## TASK TO CARRY OUT
Could you restate all of the records below exactly, with the pictures left out?

## WORKING DATA
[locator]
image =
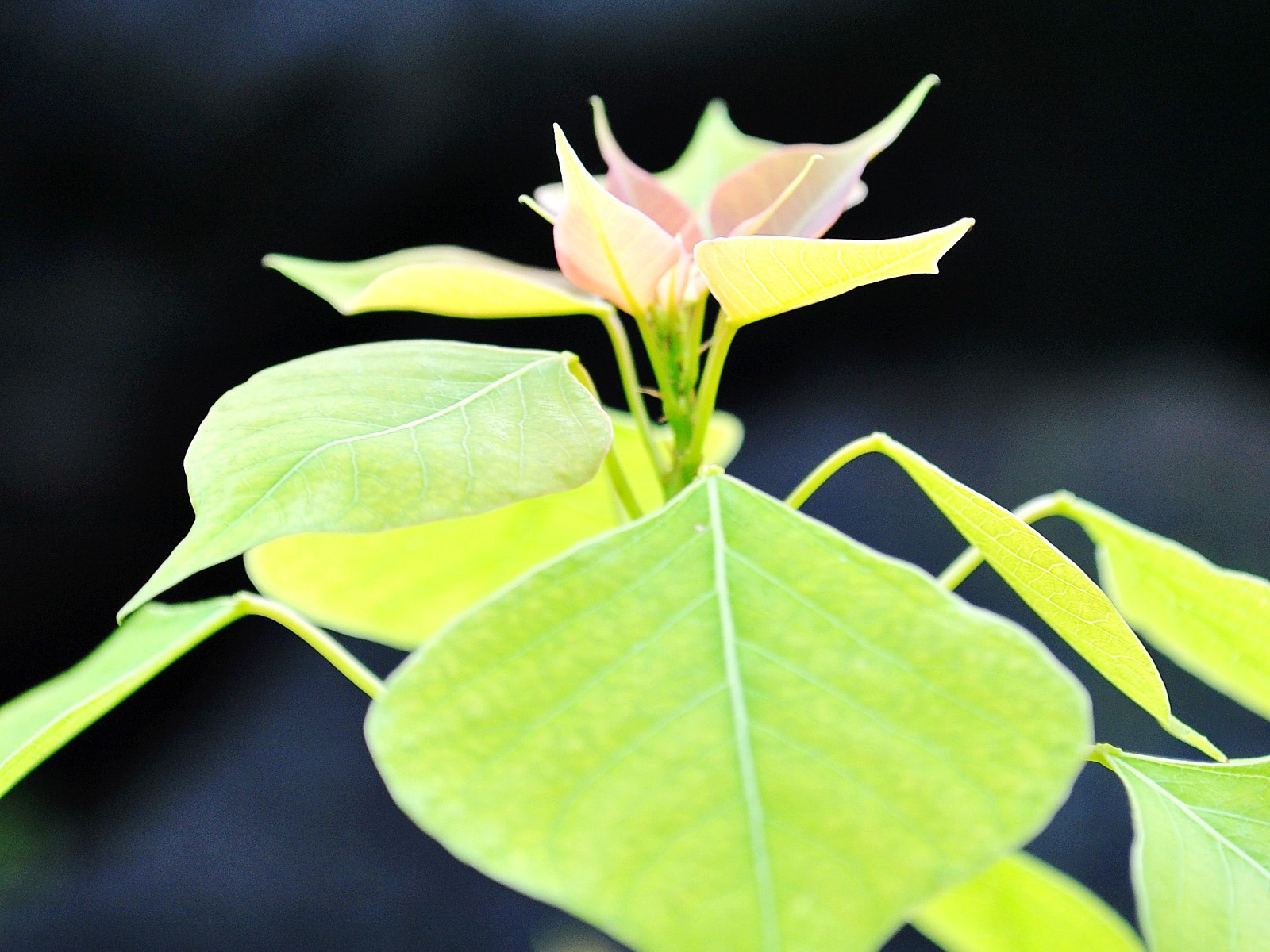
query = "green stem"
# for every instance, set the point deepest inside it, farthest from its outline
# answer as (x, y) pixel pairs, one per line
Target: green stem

## REPLY TO THE TASK
[locator]
image =
query = "green stem"
# for every instance, set the point deepest inside it, farthest from its outline
# answer as (x, y) pixel pairs, one per line
Target: green stem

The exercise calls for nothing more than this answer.